• _ASSIGNMENT_
Once you have read the entries below, write them all out again exactly.

[Start of Attachment]

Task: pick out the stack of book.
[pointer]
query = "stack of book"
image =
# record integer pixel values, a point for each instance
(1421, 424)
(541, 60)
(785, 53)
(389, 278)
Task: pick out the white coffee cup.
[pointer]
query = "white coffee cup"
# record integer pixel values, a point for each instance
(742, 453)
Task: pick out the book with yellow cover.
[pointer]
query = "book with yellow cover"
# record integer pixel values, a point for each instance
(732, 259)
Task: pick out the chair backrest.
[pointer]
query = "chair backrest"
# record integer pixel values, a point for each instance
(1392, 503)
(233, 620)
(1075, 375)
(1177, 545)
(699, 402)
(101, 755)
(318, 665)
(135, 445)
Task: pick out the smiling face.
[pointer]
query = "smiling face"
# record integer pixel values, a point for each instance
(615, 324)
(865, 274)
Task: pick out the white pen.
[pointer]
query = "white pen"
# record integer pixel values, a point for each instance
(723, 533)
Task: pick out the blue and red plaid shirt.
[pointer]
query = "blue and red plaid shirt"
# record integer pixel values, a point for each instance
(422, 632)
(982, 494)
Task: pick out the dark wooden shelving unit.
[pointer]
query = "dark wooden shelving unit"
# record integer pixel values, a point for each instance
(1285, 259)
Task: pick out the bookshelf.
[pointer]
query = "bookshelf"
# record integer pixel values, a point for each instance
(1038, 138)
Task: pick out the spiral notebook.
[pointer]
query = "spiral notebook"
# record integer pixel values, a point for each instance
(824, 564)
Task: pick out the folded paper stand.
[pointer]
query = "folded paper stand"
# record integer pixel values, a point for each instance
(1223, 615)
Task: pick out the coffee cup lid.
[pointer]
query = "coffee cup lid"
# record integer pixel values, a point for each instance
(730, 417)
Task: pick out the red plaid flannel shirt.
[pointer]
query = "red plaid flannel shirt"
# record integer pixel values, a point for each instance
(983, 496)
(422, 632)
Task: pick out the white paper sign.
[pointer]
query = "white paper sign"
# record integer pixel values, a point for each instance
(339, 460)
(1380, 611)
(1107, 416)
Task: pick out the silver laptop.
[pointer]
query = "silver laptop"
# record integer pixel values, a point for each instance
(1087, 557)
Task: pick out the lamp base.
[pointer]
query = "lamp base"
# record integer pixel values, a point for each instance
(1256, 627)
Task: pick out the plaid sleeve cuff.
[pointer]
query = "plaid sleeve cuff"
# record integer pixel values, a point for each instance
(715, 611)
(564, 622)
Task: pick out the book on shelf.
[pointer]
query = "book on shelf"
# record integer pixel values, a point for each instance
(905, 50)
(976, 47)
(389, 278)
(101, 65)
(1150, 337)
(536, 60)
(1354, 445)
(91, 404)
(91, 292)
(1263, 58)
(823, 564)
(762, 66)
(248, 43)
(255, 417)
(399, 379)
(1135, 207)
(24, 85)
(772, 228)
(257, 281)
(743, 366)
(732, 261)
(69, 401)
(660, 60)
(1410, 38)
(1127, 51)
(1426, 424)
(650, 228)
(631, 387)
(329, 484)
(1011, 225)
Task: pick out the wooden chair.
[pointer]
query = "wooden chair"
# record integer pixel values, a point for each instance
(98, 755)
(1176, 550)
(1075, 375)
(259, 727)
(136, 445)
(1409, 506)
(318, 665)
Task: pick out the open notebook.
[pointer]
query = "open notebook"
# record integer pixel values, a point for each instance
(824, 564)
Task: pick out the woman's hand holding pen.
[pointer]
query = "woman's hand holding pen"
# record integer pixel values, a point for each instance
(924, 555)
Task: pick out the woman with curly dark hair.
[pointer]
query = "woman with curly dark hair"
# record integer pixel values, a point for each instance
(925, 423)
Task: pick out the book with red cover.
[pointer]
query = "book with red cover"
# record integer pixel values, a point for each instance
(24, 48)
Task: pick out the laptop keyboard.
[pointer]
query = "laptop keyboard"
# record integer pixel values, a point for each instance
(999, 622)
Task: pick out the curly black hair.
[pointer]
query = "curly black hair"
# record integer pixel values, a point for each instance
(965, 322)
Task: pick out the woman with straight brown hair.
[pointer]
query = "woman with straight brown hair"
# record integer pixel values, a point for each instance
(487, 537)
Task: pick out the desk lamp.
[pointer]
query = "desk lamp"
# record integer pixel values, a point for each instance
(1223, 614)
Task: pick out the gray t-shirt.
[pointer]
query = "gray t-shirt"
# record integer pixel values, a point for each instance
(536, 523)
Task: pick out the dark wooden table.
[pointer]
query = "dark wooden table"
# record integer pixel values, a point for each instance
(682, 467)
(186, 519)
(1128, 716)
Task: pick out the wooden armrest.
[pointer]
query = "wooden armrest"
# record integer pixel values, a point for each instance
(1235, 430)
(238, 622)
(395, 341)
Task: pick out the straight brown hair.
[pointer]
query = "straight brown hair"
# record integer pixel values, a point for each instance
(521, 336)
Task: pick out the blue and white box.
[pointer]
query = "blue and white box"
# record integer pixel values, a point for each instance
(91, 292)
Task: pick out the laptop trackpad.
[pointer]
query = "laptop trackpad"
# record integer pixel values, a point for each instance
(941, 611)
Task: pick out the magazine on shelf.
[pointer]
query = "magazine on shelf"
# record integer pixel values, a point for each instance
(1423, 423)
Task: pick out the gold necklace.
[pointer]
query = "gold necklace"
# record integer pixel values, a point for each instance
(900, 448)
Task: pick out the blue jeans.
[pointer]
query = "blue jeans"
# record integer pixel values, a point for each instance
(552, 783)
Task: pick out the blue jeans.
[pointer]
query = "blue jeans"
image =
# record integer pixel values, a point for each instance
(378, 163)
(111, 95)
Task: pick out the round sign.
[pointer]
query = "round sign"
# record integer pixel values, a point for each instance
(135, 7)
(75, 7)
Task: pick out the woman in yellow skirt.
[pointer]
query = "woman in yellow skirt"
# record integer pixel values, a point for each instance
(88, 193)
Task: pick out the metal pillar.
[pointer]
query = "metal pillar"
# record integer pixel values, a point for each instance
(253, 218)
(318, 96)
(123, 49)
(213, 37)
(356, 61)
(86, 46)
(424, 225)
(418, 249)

[End of Attachment]

• _TASK RESPONSE_
Task: pick out the stack of book.
[pointer]
query = "stack of book"
image =
# record integer pixel values, a point for each instance
(1421, 424)
(541, 60)
(785, 53)
(389, 278)
Task: pick out the white coffee cup.
[pointer]
query = "white coffee cup"
# record integer pixel values, a point for each instance
(742, 453)
Task: pick out the book with yellow cover.
[pointer]
query = "book with yellow cover"
# record integer pixel values, a point for each instance
(732, 259)
Task: pick out the chair backrest.
[pointer]
query = "chair backrest"
# record integer pixel values, a point for each instance
(1392, 503)
(233, 620)
(1075, 375)
(1177, 545)
(699, 402)
(101, 755)
(318, 665)
(135, 445)
Task: pick out the smiling face.
[pointer]
query = "smiling face"
# record integer pixel values, a point for each instance
(615, 324)
(865, 274)
Task: pick out the white pen.
[pointer]
query = "white pen"
# record integer pixel values, a point for each instance
(723, 533)
Task: pick out the blue and red plaid shirt.
[pointer]
query = "blue and red plaid shirt"
# record integer pixel values, a point for each instance
(422, 632)
(982, 494)
Task: pick out the dark wooden shelving unit.
[pointer]
query = "dark wooden shelving unit"
# record integer pixel values, a point for each instance
(1285, 259)
Task: pick out the bookshelf.
[pointer]
query = "bookshelf"
# record integer pixel values, a point for each instance
(1038, 138)
Task: pick out the spiral notebook.
[pointer]
query = "spiral notebook"
# record integer pixel values, a point for each instance
(824, 564)
Task: pick out the folded paper stand.
[pointer]
query = "folded paper stand"
# record integer pixel values, a point for each instance
(1223, 615)
Task: pick out the coffee cup lid.
[pointer]
query = "coffee cup lid"
# record integer pixel values, a point for each instance
(730, 417)
Task: pick out the red plaid flannel shirt.
[pointer]
query = "red plaid flannel shirt"
# record integer pixel values, a point for each instance
(983, 496)
(422, 632)
Task: pick out the white paper sign.
[pointer]
query = "white paper sign"
# record integer pixel values, a point for each instance
(339, 460)
(1380, 611)
(1107, 416)
Task: pick out the silver laptop.
[pointer]
query = "silver laptop"
# record integer pixel values, a point for each instance
(1087, 557)
Task: pick out the lamp base.
[pointer]
query = "lamp base"
# record integer pixel values, a point for each instance
(1256, 627)
Task: pick out the plaid sleeve cuff.
[pointer]
query = "plaid sleeve cuff"
# record integer pixel values, a point for each instance
(715, 611)
(564, 622)
Task: pick out the book on shelf.
[pointer]
query = "book on shelf"
# record integer pixel values, a point for each instance
(905, 50)
(976, 47)
(389, 278)
(101, 65)
(1150, 337)
(536, 60)
(1354, 445)
(91, 404)
(91, 292)
(1263, 58)
(823, 564)
(762, 66)
(248, 43)
(255, 417)
(399, 379)
(1135, 207)
(24, 85)
(772, 228)
(257, 281)
(743, 366)
(732, 261)
(69, 401)
(660, 60)
(1410, 38)
(1127, 51)
(1426, 424)
(650, 228)
(631, 387)
(329, 484)
(1011, 225)
Task: pick out the wooden chair.
[pointer]
query = "wooden chair"
# record integer pixel values, a point for each instance
(98, 755)
(1176, 550)
(1075, 375)
(259, 727)
(136, 445)
(1409, 506)
(318, 665)
Task: pick out the open notebook.
[pointer]
query = "open notebook"
# record integer pixel values, a point for each instance
(824, 564)
Task: pick out the woman's hand holding pen.
[pointer]
query = "woman's hand holding pen"
# record integer pixel values, a point for each instance
(924, 555)
Task: pick out the woman with curly dark hair.
[pointer]
query = "woman with curly dark hair"
# record integer pixel values, a point for each instance
(925, 423)
Task: pick out the book with red cover.
[pointer]
query = "book with red cover"
# record integer pixel values, a point for each instance
(24, 48)
Task: pick out the laptop keyboard.
[pointer]
query = "laptop keyboard"
# record integer pixel values, a point for each instance
(999, 622)
Task: pick out the curly black hair.
[pointer]
query = "curly black hair"
# record integer pixel values, a point for each instance
(965, 322)
Task: pick out the woman with straight brown hair.
[pointer]
query = "woman with straight brown hair"
# record integer pixel values, a point for each instance
(487, 537)
Task: pick out the desk lamp.
[pointer]
query = "desk lamp"
# record integer pixel values, a point for each instance
(1223, 614)
Task: pick out the gray t-shirt.
[pointer]
query = "gray t-shirt"
# record integer pixel values, a point for each instance
(536, 523)
Task: pick out the dark wooden table.
[pointer]
query = "dark wooden table"
# record integer pixel values, a point for each instance
(682, 467)
(186, 519)
(1128, 716)
Task: pick out the wooden armrest.
[pointer]
query = "wooden armrest"
# record integer pixel values, a point for each instance
(1235, 430)
(238, 622)
(395, 341)
Task: pick out the straight brown hair.
[pointer]
query = "straight brown hair"
# record integer pixel values, a point for each instance
(521, 336)
Task: pick out the blue and white box.
[pointer]
query = "blue and white box"
# record integer pixel values, a point for each instance
(91, 292)
Task: pick out the laptop trackpad.
[pointer]
query = "laptop trackpad"
# record integer pixel values, a point for each instance
(941, 611)
Task: pick out the magazine on shelf.
[pointer]
query = "magazine on shelf"
# record integer pixel values, a point for each instance
(1423, 423)
Task: pick out the gold necklace.
[pointer]
query = "gold necklace"
# record integer pixel values, a point for each instance
(900, 448)
Task: pick out the blue jeans.
[pointer]
query = "blue jeans"
# record integer pixel values, a point for each instance
(552, 783)
Task: pick out the blue jeans.
[pointer]
query = "blue jeans"
image =
# record integer pixel values, a point for each instance
(378, 163)
(111, 95)
Task: pick out the round sign.
[pointer]
query = "round sign"
# record integer pixel values, a point for each instance
(135, 7)
(75, 7)
Task: pick out the woman in yellow skirt.
[pointer]
query = "woman in yellow skirt"
# record integer pixel values, a point for each instance
(88, 193)
Task: pick out the metal pillar.
[pointer]
query = "metal pillar"
# record integer pixel values, a point for each instance
(253, 218)
(318, 96)
(123, 49)
(213, 37)
(356, 61)
(86, 46)
(424, 225)
(418, 249)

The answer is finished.